(Passage):
** START **
Rev. Bernie Clark, C.S.C., Lecture Series features conversation with Dr. Clint Smith

The Center for Social Concerns held its annual Rev. Bernie Clark, C.S.C., Lecture last Wednesday, November 9, in the Morris Inn’s William and Mary Ann Smith Ballroom. The Department of Africana Studies, Department of American Studies, Department of History, and the Initiative on Race and Resilience partnered with the Center for this event.

This year’s lecture, titled “Race, Memory, and Public History,” featured a conversation with Dr. Clint Smith, author, poet, and staff writer for The Atlantic, mediated by Prof. Mark Sanders, the Africana Studies Department Chair and Inaugural Director of the Notre Dame Initiative on Race and Resilience.

According to the Center’s website, “The annual Rev. Bernie Clark, C.S.C., Lecture was created by the Center for Social Concerns in 2009 in order to highlight justice issues and themes affecting the common good.” Past lecture topics include human dignity, racial justice, and Christian-Muslim dialogue.

J.P. Shorthall, Associate Director of Communications and Advancement at the Center for Social Concerns, commented on the inspiration beyond this year’s conversation in an email to the Rover: “We invited Clint Smith to give this year’s lecture because his career has been dedicated to showing us how our country and our institutions often fail to meet [the demands of justice] demands. His is a deeply thoughtful and eloquent voice on the painful history of racial injustice in the U.S., one that asks us to face that history honestly and join him in imagining—and working toward—a better way forward.”

On behalf of the Notre Dame Initiative on Race and Resilience, Prof. Sanders expressed similar support for the lecture, writing, “Dr. Smith’s essays, poetry, and New York Times bestseller, How the Word is Passed shed critical light on slavery, historical and contemporary structural racism, and their effects on Black communities and the nation as a whole. Given the power of his insights and the impact of his work, this conversation will contribute greatly to Notre Dame’s efforts to pursue social justice.”

The conversation itself covered a wide range of topics, including Dr. Smith’s experiences as a poet, journalist, author, black man, grandson, and father.

Dr. Smith began by reflecting on his first encounters with poetry as an undergraduate at Davidson College, where he majored in English. His interest in poetry and the English language eventually led him to publish his first poetry collection, Counting Descent, in 2017.

While a highly successful poet, Dr. Smith also writes across literary genres, including journalism and non-fiction.

Referencing his recent book, How the Word is Passed, published in June 2021, Dr. Smith talked about how he approaches writing process from various literary perspectives:

How the Word is Passed began as a series of poems. I thought it was going to be my second collection of poetry … And then over the course of many years, it sort of transformed and expanded. And the story I was trying to tell told me that it needed a new form, it needed new contours, it needed new literary boundaries with which to wrestle with these questions. And so, it turned from poems into lyric essays into longer meditations and then into this sort of travel narrative that included the story and the perspectives of people from all over the country and all over the world. I think part of it for me is also giving myself time to allow the form to manifest itself on its own terms.”

As was the case for How the Word is Passed, research has played an important role in Dr. Smith’s writings. This research has informed both his work and self-understanding.
** END **
(Extracted records):
** START **
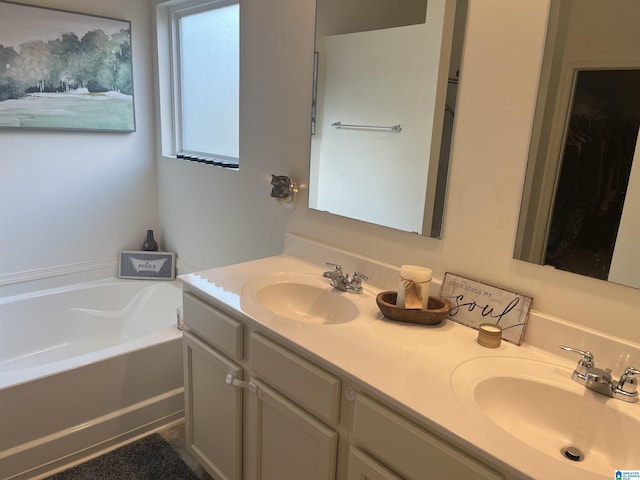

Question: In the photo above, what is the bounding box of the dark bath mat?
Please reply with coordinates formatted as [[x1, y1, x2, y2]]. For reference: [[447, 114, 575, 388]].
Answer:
[[45, 433, 198, 480]]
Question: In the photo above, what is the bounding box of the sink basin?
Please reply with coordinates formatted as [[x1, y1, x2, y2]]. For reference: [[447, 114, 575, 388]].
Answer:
[[241, 274, 360, 325], [451, 357, 640, 478]]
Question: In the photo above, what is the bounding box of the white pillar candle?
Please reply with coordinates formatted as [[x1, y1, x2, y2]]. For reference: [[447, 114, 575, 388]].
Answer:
[[396, 265, 432, 310]]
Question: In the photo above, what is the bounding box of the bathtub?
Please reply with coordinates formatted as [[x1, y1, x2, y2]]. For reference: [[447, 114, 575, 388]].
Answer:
[[0, 279, 184, 480]]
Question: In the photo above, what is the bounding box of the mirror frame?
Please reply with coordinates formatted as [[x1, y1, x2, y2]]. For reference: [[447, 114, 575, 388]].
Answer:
[[308, 0, 469, 239]]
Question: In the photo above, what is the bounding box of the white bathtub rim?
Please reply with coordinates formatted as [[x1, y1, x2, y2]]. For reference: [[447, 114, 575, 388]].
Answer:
[[0, 326, 182, 391], [0, 277, 182, 305]]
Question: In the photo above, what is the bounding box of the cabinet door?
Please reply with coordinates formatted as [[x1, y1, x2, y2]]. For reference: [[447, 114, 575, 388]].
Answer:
[[247, 379, 338, 480], [352, 394, 504, 480], [183, 332, 242, 480], [348, 448, 401, 480]]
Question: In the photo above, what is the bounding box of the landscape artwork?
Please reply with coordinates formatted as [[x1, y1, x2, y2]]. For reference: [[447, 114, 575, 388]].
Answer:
[[0, 1, 135, 132]]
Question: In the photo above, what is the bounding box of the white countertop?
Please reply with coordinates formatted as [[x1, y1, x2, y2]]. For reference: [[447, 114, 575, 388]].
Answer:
[[179, 234, 640, 479]]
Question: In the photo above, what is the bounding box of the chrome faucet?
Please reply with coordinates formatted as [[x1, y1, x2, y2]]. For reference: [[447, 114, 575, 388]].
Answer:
[[560, 345, 640, 403], [322, 262, 369, 293]]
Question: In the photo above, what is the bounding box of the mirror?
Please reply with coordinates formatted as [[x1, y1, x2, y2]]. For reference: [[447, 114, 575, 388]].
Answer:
[[514, 0, 640, 288], [309, 0, 468, 238]]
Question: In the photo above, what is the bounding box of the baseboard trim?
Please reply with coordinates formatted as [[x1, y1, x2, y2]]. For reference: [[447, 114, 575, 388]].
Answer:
[[0, 257, 118, 287], [0, 388, 184, 480]]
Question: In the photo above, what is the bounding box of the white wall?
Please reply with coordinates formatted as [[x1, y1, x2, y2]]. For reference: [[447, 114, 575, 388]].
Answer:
[[0, 0, 159, 283], [160, 0, 640, 343], [6, 0, 640, 343]]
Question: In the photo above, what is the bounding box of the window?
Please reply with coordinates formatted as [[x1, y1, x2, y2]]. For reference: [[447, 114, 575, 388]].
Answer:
[[159, 0, 240, 168]]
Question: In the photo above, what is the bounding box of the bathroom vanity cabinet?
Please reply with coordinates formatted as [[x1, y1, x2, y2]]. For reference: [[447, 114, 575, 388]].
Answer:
[[179, 287, 507, 480]]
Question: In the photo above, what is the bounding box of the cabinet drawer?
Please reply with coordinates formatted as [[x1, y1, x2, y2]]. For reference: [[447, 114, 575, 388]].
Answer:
[[348, 448, 402, 480], [249, 332, 340, 425], [353, 395, 504, 480], [183, 293, 243, 360]]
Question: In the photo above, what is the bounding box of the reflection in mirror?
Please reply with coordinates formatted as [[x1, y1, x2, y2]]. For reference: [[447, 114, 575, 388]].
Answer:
[[515, 0, 640, 288], [309, 0, 467, 238]]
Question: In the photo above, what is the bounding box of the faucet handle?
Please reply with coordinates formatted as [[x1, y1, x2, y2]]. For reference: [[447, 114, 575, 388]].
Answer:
[[560, 345, 594, 380], [616, 367, 640, 396], [351, 272, 369, 282], [325, 262, 342, 272]]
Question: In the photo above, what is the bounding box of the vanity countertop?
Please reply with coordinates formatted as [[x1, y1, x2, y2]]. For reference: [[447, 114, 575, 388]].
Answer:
[[179, 237, 640, 479]]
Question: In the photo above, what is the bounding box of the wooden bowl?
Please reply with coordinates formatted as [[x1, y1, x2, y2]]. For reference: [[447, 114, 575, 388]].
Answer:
[[376, 291, 451, 325]]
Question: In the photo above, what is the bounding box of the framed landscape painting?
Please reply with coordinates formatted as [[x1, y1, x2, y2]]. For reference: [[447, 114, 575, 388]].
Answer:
[[0, 1, 135, 132]]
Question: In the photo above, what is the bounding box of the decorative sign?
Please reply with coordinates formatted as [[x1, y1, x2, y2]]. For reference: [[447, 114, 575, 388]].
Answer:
[[119, 251, 176, 280], [440, 272, 533, 345]]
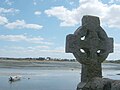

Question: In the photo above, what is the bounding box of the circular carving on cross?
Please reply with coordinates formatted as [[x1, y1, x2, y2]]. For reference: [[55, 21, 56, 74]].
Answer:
[[66, 16, 113, 64], [66, 16, 113, 82]]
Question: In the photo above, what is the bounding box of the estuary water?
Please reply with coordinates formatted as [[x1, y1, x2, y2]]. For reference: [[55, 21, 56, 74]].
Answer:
[[0, 63, 120, 90]]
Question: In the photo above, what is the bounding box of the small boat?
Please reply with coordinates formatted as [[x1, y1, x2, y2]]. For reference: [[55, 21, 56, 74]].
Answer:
[[9, 76, 21, 81]]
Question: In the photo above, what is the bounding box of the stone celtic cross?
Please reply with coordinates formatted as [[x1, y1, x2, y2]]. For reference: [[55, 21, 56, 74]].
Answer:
[[66, 15, 113, 82]]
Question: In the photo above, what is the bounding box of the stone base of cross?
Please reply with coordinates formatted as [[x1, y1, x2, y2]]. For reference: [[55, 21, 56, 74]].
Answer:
[[66, 15, 113, 89]]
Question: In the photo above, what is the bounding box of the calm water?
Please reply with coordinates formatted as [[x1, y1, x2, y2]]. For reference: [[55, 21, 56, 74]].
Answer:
[[0, 64, 120, 90]]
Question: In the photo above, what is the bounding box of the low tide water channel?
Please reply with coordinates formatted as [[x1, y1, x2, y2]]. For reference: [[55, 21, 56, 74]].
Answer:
[[0, 63, 120, 90]]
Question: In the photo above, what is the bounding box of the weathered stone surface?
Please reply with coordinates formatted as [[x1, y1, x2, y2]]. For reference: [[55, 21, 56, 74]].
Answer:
[[66, 15, 113, 90], [66, 16, 113, 82]]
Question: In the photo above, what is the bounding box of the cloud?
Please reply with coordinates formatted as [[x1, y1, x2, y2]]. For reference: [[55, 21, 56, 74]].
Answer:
[[0, 35, 53, 45], [5, 0, 14, 6], [109, 0, 120, 3], [34, 11, 41, 15], [45, 6, 77, 26], [5, 20, 43, 30], [45, 0, 120, 28], [0, 7, 20, 14], [33, 0, 37, 5], [0, 16, 8, 25]]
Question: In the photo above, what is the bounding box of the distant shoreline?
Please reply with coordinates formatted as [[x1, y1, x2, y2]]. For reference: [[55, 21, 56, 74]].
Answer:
[[0, 59, 81, 69]]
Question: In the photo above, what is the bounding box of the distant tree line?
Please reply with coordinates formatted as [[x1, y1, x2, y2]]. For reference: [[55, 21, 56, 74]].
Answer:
[[0, 57, 76, 62]]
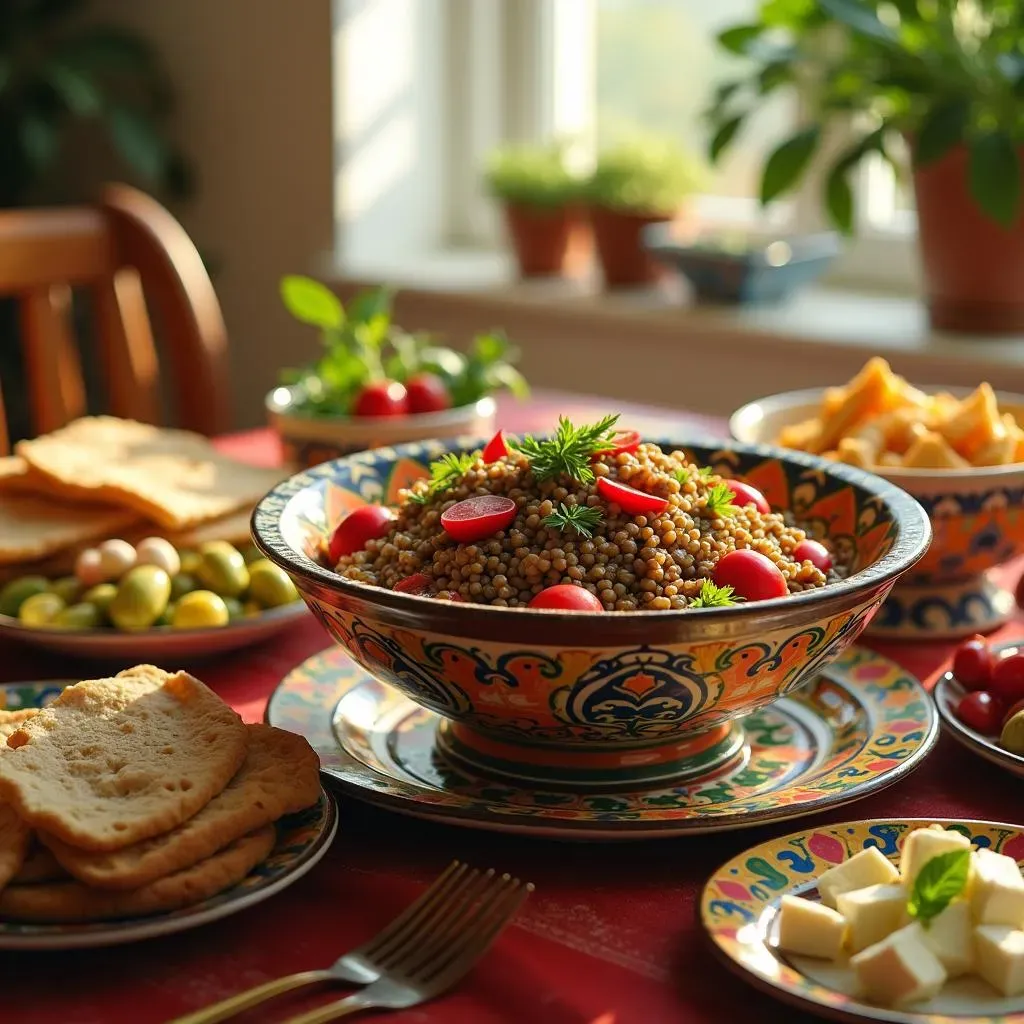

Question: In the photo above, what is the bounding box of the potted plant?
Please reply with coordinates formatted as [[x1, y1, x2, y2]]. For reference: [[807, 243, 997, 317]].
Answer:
[[586, 139, 702, 288], [266, 275, 528, 467], [709, 0, 1024, 332], [484, 145, 589, 278]]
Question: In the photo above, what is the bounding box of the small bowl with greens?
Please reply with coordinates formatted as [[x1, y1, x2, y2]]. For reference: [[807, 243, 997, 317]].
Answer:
[[266, 275, 529, 468]]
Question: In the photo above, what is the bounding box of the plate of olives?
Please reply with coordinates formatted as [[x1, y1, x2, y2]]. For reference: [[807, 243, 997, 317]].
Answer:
[[0, 537, 306, 660]]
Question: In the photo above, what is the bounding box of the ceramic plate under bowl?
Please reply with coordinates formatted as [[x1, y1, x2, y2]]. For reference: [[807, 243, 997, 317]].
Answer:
[[0, 601, 308, 663], [700, 818, 1024, 1024], [0, 680, 338, 949], [266, 647, 938, 840]]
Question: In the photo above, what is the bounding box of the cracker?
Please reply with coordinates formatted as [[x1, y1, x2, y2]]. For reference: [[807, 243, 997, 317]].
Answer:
[[17, 416, 282, 529], [0, 825, 276, 923], [41, 725, 321, 889], [0, 665, 249, 850]]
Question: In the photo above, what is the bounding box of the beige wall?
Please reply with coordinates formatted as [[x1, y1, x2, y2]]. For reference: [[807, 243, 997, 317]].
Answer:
[[93, 0, 334, 426]]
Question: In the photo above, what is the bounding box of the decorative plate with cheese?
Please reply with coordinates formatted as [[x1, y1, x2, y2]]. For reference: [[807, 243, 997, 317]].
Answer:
[[700, 819, 1024, 1024]]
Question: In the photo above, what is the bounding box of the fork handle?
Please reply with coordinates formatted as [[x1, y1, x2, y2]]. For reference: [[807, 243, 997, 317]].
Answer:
[[170, 971, 331, 1024]]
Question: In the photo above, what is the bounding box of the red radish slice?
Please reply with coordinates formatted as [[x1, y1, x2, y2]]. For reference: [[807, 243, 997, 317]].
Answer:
[[328, 505, 394, 565], [483, 430, 509, 463], [597, 476, 669, 515], [714, 549, 790, 601], [529, 583, 604, 611], [441, 495, 516, 544]]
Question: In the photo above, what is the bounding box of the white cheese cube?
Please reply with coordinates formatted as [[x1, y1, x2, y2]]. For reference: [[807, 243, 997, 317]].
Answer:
[[818, 846, 899, 909], [974, 925, 1024, 997], [778, 896, 846, 959], [971, 850, 1024, 928], [836, 886, 906, 953], [899, 826, 971, 890], [850, 924, 946, 1007]]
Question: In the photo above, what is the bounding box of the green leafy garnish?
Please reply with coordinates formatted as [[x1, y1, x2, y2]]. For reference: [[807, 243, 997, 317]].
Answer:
[[690, 580, 736, 608], [906, 849, 971, 925], [541, 502, 604, 541], [518, 416, 618, 483]]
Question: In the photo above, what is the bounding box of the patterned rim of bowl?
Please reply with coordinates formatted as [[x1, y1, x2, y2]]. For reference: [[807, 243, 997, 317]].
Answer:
[[252, 437, 932, 643]]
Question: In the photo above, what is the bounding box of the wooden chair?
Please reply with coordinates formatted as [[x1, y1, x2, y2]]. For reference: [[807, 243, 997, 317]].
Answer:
[[0, 185, 229, 455]]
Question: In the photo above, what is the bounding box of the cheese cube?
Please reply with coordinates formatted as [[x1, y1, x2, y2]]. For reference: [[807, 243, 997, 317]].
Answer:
[[778, 896, 846, 959], [974, 925, 1024, 997], [971, 850, 1024, 928], [850, 924, 946, 1007], [899, 825, 971, 890], [818, 846, 899, 909], [836, 886, 906, 953]]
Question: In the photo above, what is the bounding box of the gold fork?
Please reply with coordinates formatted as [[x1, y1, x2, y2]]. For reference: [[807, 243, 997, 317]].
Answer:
[[285, 871, 534, 1024], [171, 860, 520, 1024]]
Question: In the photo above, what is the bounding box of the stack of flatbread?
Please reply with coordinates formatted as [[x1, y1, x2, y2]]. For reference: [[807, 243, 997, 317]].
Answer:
[[0, 416, 283, 583], [0, 665, 321, 923]]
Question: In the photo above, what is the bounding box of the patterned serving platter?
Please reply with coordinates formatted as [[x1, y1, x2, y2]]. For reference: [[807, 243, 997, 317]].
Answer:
[[266, 647, 938, 840], [0, 680, 338, 949], [700, 818, 1024, 1024]]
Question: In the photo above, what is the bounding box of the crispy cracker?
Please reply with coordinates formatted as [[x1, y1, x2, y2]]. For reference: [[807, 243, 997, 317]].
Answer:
[[41, 725, 321, 889], [17, 416, 282, 529], [0, 825, 276, 922], [0, 665, 249, 850]]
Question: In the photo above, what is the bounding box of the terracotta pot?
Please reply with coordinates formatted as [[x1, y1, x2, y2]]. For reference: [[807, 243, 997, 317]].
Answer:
[[590, 206, 675, 288], [913, 146, 1024, 334], [505, 203, 590, 278]]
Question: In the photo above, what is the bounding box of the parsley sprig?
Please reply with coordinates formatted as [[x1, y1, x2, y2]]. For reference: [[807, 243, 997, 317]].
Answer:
[[518, 416, 618, 484], [541, 502, 604, 541]]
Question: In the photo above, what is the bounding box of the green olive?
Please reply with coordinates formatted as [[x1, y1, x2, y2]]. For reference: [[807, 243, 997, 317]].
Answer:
[[249, 558, 299, 608], [171, 590, 229, 630], [0, 577, 50, 617], [50, 601, 103, 630], [17, 591, 65, 626], [196, 541, 249, 597], [106, 565, 171, 630]]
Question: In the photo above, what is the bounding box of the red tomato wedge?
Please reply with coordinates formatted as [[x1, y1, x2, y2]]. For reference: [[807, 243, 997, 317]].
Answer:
[[483, 430, 509, 463], [328, 505, 394, 565], [441, 495, 516, 544], [597, 476, 669, 515]]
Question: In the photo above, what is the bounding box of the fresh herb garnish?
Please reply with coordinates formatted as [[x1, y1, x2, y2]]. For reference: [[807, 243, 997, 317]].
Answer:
[[906, 849, 971, 926], [541, 502, 604, 541], [518, 416, 618, 483], [690, 580, 736, 608]]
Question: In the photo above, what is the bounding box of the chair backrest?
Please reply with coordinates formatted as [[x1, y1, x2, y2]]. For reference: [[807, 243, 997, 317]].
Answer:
[[0, 185, 229, 455]]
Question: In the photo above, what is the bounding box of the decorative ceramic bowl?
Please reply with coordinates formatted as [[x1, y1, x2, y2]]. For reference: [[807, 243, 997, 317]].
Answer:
[[729, 387, 1024, 639], [265, 387, 497, 469], [253, 438, 930, 786]]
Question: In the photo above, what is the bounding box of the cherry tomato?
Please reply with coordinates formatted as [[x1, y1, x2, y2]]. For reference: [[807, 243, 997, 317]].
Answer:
[[987, 654, 1024, 708], [725, 480, 771, 515], [328, 505, 394, 565], [406, 373, 452, 413], [483, 430, 509, 462], [441, 495, 516, 544], [956, 690, 1002, 735], [352, 380, 409, 416], [714, 549, 790, 601], [529, 583, 604, 611], [597, 476, 669, 515], [793, 539, 831, 572], [953, 634, 991, 696]]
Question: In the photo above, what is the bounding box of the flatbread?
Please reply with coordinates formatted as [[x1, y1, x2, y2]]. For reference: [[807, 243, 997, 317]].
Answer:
[[0, 825, 276, 923], [41, 725, 321, 889], [0, 665, 249, 850], [16, 416, 282, 529]]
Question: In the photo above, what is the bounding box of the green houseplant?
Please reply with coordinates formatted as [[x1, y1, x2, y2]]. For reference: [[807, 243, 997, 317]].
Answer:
[[586, 139, 703, 288], [709, 0, 1024, 332], [484, 144, 588, 278]]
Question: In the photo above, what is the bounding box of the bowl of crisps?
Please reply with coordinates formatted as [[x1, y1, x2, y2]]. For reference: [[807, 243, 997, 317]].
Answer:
[[729, 357, 1024, 639]]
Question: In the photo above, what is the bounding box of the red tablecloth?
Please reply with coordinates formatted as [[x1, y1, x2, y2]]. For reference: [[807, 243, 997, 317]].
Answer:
** END **
(Instruction 1):
List every department or initiative that the article about the Clark lecture says partnered with the Center for Social Concerns for the event.
(Instruction 2):
According to the article about the Clark lecture, in what year did Dr. Smith publish his first poetry collection, Counting Descent?

(Exercise response 1):
Department of Africana Studies
Department of American Studies
Department of History
Initiative on Race and Resilience

(Exercise response 2):
2017